[WHAT THIS TASK INVOLVES]
Rewrite the stretch of the listing below from the line containing "the white tote" through the line containing "(1534, 248)", changing "drill" to "exercise" and keeping everything else the same.

[PROVIDED INFORMATION]
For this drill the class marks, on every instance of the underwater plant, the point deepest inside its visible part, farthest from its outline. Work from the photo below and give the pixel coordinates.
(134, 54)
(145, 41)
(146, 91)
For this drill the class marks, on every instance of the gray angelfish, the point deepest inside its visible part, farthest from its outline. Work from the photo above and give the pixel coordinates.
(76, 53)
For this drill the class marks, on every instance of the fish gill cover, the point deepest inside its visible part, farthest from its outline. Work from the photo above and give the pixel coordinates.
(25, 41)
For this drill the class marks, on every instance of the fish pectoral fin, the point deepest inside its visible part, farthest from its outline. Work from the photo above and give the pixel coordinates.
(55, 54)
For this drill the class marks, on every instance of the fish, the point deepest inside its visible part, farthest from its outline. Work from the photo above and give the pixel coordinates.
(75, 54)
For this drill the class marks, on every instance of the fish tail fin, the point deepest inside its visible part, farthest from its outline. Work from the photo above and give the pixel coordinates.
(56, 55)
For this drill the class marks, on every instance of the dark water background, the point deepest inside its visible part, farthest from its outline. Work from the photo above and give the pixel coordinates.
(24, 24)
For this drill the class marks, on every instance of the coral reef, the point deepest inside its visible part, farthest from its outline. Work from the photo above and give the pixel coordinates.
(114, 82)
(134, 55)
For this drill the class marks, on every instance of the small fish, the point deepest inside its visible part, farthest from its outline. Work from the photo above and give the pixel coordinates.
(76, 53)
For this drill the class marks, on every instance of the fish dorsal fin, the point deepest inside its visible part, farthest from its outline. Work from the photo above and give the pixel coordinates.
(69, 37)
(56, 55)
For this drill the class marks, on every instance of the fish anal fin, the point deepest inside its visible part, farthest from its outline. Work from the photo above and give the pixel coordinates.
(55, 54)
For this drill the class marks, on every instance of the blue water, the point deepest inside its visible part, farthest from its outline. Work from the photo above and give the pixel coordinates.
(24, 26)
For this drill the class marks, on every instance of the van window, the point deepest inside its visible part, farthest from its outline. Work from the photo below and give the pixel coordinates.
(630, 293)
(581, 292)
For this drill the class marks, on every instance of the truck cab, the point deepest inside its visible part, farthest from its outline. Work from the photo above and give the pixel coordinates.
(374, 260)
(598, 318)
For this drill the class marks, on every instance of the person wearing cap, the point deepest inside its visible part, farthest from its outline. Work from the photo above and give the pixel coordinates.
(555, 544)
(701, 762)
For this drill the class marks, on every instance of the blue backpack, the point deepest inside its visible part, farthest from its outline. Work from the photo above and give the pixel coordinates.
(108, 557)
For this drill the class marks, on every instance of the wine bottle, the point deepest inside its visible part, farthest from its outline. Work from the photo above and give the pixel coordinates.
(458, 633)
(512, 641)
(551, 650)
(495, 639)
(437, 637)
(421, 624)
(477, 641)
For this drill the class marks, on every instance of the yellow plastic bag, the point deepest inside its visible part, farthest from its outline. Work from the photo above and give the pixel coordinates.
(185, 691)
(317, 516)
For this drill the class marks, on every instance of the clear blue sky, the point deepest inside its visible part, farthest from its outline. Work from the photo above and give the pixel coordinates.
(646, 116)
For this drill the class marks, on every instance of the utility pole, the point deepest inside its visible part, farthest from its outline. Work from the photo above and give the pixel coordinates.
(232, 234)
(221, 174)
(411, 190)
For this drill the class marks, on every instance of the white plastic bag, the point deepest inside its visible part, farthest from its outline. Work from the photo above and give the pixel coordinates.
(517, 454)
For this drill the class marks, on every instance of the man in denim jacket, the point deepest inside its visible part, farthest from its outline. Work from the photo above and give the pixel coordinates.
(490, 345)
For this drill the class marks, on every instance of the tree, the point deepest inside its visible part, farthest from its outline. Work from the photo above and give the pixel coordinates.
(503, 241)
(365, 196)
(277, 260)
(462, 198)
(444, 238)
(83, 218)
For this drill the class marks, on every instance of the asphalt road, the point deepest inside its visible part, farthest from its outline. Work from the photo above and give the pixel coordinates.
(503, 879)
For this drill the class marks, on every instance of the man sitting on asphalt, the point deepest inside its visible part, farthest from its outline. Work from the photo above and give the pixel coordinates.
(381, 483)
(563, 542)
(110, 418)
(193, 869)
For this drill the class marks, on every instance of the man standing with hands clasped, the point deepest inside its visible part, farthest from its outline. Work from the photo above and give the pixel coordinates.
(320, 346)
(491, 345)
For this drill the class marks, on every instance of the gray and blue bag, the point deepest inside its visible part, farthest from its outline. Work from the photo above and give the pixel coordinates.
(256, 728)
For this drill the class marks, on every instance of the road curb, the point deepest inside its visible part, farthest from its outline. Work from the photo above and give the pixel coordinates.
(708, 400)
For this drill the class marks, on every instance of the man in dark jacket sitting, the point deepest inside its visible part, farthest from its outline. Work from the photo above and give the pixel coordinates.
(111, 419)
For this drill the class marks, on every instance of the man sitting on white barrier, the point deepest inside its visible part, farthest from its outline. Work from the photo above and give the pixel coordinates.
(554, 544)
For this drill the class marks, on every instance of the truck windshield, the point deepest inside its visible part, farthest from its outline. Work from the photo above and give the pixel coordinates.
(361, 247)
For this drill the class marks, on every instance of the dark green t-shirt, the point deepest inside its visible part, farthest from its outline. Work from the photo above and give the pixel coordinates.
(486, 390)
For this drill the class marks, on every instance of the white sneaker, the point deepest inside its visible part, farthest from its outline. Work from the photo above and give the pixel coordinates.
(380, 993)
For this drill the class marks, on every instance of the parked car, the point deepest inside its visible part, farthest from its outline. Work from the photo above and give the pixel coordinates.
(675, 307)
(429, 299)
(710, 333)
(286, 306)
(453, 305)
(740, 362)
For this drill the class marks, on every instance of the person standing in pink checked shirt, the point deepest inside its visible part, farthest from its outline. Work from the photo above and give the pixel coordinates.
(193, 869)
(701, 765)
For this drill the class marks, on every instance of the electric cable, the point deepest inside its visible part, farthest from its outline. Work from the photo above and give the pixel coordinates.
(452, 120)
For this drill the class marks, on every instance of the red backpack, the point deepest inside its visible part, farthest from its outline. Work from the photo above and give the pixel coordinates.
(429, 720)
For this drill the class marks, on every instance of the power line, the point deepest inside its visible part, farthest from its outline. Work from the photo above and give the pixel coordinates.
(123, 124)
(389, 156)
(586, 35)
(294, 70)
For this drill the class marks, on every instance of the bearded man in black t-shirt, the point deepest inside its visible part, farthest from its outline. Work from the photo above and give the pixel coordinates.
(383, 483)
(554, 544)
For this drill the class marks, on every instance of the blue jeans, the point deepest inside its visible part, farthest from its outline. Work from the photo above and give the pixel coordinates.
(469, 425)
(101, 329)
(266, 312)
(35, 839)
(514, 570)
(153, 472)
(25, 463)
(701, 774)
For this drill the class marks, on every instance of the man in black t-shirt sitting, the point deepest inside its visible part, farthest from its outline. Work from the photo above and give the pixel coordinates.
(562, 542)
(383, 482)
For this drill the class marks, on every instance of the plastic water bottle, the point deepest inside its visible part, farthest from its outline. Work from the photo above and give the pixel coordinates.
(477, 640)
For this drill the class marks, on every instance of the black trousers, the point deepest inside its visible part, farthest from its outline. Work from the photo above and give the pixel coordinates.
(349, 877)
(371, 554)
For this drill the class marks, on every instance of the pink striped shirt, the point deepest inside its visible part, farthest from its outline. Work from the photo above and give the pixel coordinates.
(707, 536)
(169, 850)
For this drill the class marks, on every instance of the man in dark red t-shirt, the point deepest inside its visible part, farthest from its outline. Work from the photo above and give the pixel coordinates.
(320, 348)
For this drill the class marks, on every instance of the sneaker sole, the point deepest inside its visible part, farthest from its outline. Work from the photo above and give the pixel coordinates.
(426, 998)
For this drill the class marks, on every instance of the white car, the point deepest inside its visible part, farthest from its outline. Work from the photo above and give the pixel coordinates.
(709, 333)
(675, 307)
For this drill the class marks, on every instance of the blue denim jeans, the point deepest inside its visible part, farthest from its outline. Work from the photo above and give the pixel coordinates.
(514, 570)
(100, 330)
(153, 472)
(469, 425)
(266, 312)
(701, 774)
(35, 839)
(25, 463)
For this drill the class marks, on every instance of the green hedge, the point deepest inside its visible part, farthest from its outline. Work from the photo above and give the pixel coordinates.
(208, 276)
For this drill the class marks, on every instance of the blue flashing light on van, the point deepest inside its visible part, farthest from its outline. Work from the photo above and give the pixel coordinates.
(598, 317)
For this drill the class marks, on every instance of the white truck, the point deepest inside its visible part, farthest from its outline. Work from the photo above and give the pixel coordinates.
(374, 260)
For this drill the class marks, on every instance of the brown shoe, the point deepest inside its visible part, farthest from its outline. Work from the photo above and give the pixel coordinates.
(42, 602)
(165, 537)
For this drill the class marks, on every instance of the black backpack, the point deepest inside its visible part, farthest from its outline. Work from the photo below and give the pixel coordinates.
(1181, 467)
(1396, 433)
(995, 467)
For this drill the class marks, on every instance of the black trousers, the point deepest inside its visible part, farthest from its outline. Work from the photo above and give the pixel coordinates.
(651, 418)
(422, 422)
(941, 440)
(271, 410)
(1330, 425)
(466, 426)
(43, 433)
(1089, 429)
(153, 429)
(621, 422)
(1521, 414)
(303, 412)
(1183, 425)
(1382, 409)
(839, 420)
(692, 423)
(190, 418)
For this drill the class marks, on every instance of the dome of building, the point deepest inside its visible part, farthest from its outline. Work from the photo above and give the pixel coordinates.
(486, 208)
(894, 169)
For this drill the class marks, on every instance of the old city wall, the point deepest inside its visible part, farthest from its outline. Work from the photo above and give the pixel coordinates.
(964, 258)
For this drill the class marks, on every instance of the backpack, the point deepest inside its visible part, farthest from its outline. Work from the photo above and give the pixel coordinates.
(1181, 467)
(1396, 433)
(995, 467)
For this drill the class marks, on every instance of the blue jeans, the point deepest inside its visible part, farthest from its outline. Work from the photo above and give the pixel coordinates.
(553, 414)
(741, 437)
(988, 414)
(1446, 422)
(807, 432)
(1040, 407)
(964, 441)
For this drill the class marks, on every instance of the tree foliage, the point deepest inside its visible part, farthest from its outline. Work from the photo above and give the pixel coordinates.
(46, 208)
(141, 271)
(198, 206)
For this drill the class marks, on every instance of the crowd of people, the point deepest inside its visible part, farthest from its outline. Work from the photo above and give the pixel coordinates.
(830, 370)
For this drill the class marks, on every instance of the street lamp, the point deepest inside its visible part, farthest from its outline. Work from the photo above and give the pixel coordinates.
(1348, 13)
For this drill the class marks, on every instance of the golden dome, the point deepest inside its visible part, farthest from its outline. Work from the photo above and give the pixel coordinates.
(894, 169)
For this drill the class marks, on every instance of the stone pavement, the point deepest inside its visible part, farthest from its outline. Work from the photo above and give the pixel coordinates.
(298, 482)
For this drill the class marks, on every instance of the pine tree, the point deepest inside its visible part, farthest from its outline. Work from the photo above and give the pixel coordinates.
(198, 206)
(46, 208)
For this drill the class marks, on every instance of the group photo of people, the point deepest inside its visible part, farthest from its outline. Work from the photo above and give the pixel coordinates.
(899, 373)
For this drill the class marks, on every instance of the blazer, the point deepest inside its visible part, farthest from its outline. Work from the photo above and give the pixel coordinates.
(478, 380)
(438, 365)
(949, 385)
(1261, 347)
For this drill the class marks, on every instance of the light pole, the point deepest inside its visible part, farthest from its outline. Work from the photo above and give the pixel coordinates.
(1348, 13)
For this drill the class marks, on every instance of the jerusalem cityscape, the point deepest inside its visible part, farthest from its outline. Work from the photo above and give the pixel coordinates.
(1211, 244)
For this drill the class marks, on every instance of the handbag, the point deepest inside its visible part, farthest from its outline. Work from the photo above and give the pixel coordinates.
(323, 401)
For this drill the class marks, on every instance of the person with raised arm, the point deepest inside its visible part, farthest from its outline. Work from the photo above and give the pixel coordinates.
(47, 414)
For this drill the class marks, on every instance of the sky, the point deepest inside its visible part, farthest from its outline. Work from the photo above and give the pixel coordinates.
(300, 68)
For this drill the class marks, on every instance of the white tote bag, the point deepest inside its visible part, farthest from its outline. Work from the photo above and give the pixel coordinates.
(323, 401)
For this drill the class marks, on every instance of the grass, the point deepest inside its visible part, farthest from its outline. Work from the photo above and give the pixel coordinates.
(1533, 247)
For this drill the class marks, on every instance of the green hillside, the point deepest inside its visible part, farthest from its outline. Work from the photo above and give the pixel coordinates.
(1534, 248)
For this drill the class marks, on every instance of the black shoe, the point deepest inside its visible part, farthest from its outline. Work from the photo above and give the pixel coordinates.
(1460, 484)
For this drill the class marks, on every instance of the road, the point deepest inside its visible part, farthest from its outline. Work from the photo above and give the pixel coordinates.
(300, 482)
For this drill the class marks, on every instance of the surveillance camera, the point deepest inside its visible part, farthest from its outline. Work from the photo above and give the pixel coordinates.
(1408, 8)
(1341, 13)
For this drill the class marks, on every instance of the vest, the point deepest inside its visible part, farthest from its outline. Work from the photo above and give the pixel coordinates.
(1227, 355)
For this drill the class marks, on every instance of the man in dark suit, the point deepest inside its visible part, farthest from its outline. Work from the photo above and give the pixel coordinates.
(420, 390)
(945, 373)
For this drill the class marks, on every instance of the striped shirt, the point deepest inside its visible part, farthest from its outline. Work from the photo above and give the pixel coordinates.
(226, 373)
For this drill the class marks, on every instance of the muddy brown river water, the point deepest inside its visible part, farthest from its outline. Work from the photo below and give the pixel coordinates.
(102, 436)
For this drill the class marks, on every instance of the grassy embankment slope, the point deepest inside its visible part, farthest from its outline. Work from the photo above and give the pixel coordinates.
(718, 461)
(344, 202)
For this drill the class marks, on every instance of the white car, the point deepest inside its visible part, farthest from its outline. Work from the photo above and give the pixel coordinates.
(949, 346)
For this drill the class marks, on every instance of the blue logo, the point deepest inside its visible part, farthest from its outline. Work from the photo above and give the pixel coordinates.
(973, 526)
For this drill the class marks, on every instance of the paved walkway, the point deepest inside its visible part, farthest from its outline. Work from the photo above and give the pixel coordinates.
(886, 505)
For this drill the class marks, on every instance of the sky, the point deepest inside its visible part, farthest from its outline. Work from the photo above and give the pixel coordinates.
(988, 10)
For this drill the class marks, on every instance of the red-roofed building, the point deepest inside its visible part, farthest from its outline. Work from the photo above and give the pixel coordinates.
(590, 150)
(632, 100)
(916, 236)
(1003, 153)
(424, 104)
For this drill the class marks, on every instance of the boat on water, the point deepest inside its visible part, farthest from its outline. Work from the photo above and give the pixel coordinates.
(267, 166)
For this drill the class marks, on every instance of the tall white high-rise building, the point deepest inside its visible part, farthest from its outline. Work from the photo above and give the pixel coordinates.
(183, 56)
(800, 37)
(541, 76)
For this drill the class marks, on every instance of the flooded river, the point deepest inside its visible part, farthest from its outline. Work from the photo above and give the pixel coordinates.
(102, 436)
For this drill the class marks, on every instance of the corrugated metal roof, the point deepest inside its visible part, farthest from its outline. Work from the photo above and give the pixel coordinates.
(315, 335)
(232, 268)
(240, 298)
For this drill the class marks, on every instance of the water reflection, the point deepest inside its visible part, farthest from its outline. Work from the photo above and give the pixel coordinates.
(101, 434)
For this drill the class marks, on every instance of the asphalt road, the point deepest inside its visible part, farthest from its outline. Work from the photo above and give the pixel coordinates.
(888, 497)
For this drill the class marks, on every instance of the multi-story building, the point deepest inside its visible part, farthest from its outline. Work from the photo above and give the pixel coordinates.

[SOLUTION BELOW]
For this exercise the class marks, on every instance of the white tote bag, the point deepest inside its visible part, farthest from its outline. Work from the photo above and give the pixel coordinates.
(323, 401)
For this exercise the class marks, on every instance of the grass, the point deepest inside its visible part, farthest from its outline. Work from the photo above and give the pixel coordinates.
(1533, 247)
For this exercise the class marks, on every instance of the green hillside, the point deepest inside its visible part, farthest from its outline. Work from the photo above and give the pixel coordinates.
(1534, 248)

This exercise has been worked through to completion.